* **Task prompt**:
In the data below, retype exactly the line that contains "Identify the position of each instance of the pile" and every line after it, through the last.
START Input records
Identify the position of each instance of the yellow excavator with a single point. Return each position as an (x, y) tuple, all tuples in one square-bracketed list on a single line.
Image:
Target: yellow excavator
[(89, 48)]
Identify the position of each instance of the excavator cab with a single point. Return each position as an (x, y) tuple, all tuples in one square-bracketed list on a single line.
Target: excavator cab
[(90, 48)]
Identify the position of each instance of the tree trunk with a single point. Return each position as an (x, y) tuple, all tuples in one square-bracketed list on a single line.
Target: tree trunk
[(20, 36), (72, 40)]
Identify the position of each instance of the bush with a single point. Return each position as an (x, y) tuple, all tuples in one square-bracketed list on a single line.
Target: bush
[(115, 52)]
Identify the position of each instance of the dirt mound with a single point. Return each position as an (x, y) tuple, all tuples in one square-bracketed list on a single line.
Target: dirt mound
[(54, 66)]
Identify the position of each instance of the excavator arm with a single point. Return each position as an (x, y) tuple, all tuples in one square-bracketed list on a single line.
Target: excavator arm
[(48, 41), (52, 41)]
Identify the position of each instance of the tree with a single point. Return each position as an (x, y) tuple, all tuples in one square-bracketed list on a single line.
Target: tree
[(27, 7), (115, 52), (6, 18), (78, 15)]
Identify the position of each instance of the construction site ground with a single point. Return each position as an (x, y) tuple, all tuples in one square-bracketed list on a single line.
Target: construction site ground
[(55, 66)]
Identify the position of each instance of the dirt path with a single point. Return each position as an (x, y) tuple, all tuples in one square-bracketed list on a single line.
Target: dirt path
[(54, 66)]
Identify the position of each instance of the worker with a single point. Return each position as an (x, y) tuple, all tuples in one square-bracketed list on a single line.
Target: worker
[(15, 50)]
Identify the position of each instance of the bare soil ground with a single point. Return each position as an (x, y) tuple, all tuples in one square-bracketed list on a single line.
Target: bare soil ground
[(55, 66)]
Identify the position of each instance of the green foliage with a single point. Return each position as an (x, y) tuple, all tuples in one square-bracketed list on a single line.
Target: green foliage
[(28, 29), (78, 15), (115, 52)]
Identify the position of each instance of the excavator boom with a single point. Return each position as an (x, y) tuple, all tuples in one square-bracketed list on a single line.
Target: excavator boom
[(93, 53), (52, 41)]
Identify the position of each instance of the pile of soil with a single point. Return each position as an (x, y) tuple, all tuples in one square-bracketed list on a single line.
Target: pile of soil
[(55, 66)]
END Input records
* **Solution to the exercise**:
Identify the position of each instance of the pile of soil with a single point. Return each position as an (x, y) tuple, all tuples in one square-bracketed list on a single line.
Target: pile of soil
[(55, 66)]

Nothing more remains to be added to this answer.